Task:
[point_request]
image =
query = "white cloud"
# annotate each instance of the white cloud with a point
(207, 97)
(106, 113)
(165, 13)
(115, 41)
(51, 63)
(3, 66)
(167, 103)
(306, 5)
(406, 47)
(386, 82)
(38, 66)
============================================================
Write out the entries again with "white cloud" swapped for "gray cloud" wherever it appears, keeping everything else the same.

Task:
[point_request]
image =
query = "gray cloud"
# annotate each instance of the gray cloud with a point
(207, 97)
(106, 113)
(165, 13)
(115, 41)
(51, 63)
(3, 66)
(167, 103)
(306, 5)
(406, 47)
(386, 82)
(38, 66)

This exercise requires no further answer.